> _Brief_: Retype every line below without changing a single character.

Outline annotation records:
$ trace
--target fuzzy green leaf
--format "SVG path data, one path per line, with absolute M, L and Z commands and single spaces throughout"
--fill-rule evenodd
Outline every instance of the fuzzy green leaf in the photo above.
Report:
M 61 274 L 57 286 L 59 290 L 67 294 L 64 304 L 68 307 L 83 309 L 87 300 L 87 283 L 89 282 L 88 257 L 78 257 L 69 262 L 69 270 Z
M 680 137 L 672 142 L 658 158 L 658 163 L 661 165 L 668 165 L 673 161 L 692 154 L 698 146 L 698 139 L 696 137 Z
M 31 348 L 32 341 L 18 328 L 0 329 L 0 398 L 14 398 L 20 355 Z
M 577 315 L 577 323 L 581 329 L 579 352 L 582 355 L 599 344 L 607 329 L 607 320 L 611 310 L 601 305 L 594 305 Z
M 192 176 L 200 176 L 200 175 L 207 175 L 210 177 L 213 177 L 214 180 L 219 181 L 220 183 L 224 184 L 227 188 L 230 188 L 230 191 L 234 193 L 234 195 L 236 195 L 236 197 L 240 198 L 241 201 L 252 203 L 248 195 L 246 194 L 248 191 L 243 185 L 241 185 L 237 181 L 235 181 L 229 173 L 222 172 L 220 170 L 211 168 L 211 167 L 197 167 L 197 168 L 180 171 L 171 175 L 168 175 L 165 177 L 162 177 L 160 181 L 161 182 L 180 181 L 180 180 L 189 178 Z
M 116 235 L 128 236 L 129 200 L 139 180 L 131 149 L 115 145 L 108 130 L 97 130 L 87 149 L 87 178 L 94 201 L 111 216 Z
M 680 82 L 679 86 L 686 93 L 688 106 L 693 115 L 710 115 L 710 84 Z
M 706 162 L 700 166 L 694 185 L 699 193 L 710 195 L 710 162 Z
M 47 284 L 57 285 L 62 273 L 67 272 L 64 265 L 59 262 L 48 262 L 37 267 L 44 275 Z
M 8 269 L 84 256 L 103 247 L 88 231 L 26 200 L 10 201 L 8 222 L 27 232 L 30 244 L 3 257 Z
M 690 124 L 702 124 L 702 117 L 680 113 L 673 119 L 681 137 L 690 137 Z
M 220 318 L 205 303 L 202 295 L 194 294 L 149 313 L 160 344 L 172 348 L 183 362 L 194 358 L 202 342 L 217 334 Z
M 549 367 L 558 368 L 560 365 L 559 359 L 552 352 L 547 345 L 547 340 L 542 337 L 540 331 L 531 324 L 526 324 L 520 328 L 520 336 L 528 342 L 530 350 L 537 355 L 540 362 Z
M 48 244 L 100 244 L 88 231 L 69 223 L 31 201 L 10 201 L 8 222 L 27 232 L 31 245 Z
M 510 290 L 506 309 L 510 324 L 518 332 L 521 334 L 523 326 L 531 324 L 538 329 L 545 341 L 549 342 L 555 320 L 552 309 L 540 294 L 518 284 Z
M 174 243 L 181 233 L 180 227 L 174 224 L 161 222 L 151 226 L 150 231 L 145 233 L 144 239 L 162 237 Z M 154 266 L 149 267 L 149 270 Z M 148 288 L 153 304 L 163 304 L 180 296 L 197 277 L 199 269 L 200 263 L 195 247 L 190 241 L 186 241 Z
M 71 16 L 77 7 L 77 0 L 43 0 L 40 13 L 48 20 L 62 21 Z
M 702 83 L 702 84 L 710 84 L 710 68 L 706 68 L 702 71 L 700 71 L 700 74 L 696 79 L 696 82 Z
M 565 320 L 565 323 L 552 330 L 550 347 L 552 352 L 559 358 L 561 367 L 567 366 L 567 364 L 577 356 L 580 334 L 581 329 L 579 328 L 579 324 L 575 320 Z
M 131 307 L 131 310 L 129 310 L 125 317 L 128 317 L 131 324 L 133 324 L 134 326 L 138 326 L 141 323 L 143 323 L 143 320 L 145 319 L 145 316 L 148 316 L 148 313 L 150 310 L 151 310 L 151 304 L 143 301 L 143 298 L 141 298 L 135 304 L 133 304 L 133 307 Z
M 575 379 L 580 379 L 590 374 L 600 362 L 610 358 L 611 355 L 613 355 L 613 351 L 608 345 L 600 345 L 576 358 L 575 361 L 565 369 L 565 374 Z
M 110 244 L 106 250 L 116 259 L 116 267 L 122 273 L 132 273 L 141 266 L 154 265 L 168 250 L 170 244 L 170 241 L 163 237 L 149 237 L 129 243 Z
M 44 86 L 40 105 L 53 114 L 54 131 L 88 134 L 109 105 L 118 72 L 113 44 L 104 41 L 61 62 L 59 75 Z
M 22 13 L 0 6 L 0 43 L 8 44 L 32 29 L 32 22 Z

> _Exercise result_:
$ trace
--target fuzzy green leaf
--format "SVG path data, one path per line, with absolute M, L and Z commands and single spaces throughout"
--fill-rule evenodd
Outline every instance of the fuzzy green leaf in the photo above.
Report:
M 61 274 L 57 286 L 59 290 L 67 294 L 64 304 L 68 307 L 83 309 L 87 300 L 87 283 L 89 282 L 88 257 L 78 257 L 69 262 L 69 270 Z
M 680 137 L 672 142 L 658 158 L 658 163 L 661 165 L 668 165 L 673 161 L 692 154 L 698 146 L 698 139 L 696 137 Z
M 31 348 L 32 341 L 18 328 L 0 329 L 0 398 L 14 398 L 20 355 Z
M 577 315 L 577 323 L 581 329 L 579 352 L 582 355 L 599 344 L 607 329 L 607 320 L 611 310 L 601 305 L 594 305 Z
M 192 176 L 200 176 L 200 175 L 207 175 L 210 177 L 213 177 L 214 180 L 219 181 L 220 183 L 224 184 L 227 188 L 230 188 L 230 191 L 234 193 L 234 195 L 236 195 L 236 197 L 240 198 L 241 201 L 252 203 L 248 195 L 246 194 L 248 191 L 243 185 L 241 185 L 237 181 L 235 181 L 229 173 L 222 172 L 220 170 L 211 168 L 211 167 L 197 167 L 197 168 L 180 171 L 171 175 L 168 175 L 165 177 L 162 177 L 160 181 L 161 182 L 180 181 L 180 180 L 189 178 Z
M 116 235 L 128 236 L 129 200 L 139 180 L 131 149 L 115 145 L 108 130 L 97 130 L 87 149 L 87 178 L 94 201 L 111 216 Z
M 680 82 L 679 86 L 686 93 L 688 106 L 693 115 L 710 115 L 710 84 Z
M 706 162 L 700 166 L 694 185 L 699 193 L 710 195 L 710 162 Z
M 47 284 L 57 285 L 62 273 L 67 272 L 64 265 L 59 262 L 48 262 L 37 267 L 44 275 Z
M 8 269 L 84 256 L 103 247 L 88 231 L 26 200 L 10 201 L 8 222 L 27 232 L 30 244 L 3 257 Z
M 690 124 L 702 124 L 702 117 L 680 113 L 673 119 L 681 137 L 690 137 Z
M 220 318 L 205 303 L 202 295 L 194 294 L 149 313 L 160 344 L 172 348 L 183 362 L 194 358 L 202 342 L 217 334 Z
M 549 367 L 558 368 L 560 365 L 559 359 L 552 352 L 547 345 L 547 340 L 542 337 L 540 331 L 531 324 L 526 324 L 520 328 L 520 336 L 528 342 L 530 350 L 537 355 L 540 362 Z
M 48 244 L 100 244 L 88 231 L 69 223 L 31 201 L 10 201 L 8 222 L 27 232 L 31 245 Z
M 510 290 L 506 309 L 510 324 L 518 332 L 521 334 L 523 326 L 531 324 L 538 329 L 545 341 L 549 342 L 555 320 L 552 309 L 540 294 L 518 284 Z
M 174 243 L 181 233 L 180 227 L 174 224 L 161 222 L 151 226 L 150 231 L 145 233 L 144 239 L 162 237 Z M 154 266 L 149 267 L 149 270 Z M 148 288 L 153 304 L 163 304 L 180 296 L 197 277 L 199 269 L 200 263 L 195 247 L 190 241 L 186 241 Z
M 71 16 L 77 7 L 77 0 L 43 0 L 40 13 L 48 20 L 62 21 Z
M 702 83 L 702 84 L 710 84 L 710 68 L 706 68 L 702 71 L 700 71 L 700 74 L 696 79 L 696 82 Z
M 565 320 L 565 323 L 552 330 L 550 347 L 552 352 L 559 358 L 561 367 L 567 366 L 567 364 L 577 356 L 580 334 L 581 329 L 579 328 L 579 324 L 575 320 Z
M 131 307 L 131 310 L 129 310 L 125 317 L 128 317 L 131 324 L 133 324 L 134 326 L 138 326 L 141 323 L 143 323 L 143 320 L 145 319 L 145 316 L 148 316 L 148 313 L 150 310 L 151 310 L 151 304 L 143 301 L 143 298 L 141 298 L 135 304 L 133 304 L 133 307 Z
M 575 379 L 580 379 L 590 374 L 600 362 L 610 358 L 611 355 L 613 355 L 613 351 L 608 345 L 600 345 L 576 358 L 575 361 L 565 369 L 565 374 Z
M 110 244 L 106 250 L 116 259 L 116 267 L 122 273 L 132 273 L 141 266 L 154 265 L 168 250 L 170 244 L 170 241 L 163 237 L 149 237 L 129 243 Z
M 44 86 L 40 105 L 53 114 L 54 131 L 88 134 L 109 105 L 118 72 L 113 44 L 104 41 L 61 62 L 59 75 Z
M 22 13 L 0 6 L 0 43 L 8 44 L 32 29 L 32 22 Z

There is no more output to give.